* Work task: List every abbreviation that the text on classifying microarray data below spells out in full, and give each one with its full form.

++++ Text for analysis ++++

2. Classification Methods
After picking informative genes from microarray data, classification is performed with
* Support Vector Machines (SVM)
* Multilayer Perceptron Networks (MLP)
* Random Forest (RF) methods which are widely used in multiple classification tasks.
3. Cross Validation
Cross-validation is an important step to acquire the validity of results. For small sampled datasets like microarray data, it is convenient to use
Leave-one-out Cross Validation (LOOCV) for the task.
## Methodology
First the LASSO feature selection method has been applied to get the selected features .The selected alpha parameter for LASSO is 0.0001 .Then, feature count is noted for related datasets.After that, MLP and SVM classifiers have been used to classify and validate the results using LOOCV to calculate the scores.After this step, the Relief feature selection algorithm is used on the datasets to select the most important features.Then the selected features are taken from LASSO to compare their performance. Again, MLP and SVM are used to classify and LOOCV to validate.Lastly, the selected features are used to calculate the accuracy.

## Result Analysis
After the training and tests, the accuracy results are very promising.Here's some comparison.
* MLP training takes a much longer time. SVM is nearly 500 times faster.
* LASSO feature selection significantly outperforms Relief feature selection.

++++ Given data ++++

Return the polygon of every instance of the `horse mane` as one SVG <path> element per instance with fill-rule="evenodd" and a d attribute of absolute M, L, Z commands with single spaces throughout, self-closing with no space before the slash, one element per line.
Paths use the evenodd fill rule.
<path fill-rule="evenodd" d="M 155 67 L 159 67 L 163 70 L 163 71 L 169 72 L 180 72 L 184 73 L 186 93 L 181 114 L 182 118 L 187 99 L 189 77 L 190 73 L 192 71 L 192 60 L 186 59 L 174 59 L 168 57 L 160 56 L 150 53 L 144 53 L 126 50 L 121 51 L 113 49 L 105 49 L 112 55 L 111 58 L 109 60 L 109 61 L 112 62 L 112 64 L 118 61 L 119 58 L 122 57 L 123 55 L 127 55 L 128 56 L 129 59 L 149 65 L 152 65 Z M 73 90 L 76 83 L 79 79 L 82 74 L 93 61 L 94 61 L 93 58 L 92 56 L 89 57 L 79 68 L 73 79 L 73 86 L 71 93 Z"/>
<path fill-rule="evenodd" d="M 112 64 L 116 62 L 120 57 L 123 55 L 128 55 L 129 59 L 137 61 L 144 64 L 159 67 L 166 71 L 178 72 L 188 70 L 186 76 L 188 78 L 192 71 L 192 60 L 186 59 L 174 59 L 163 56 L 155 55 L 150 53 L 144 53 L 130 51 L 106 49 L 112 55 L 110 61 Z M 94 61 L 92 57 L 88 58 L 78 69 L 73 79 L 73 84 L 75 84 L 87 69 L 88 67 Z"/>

++++

* Result of this task:
SVM: Support Vector Machines
MLP: Multilayer Perceptron Networks
RF: Random Forest
LOOCV: Leave-one-out Cross Validation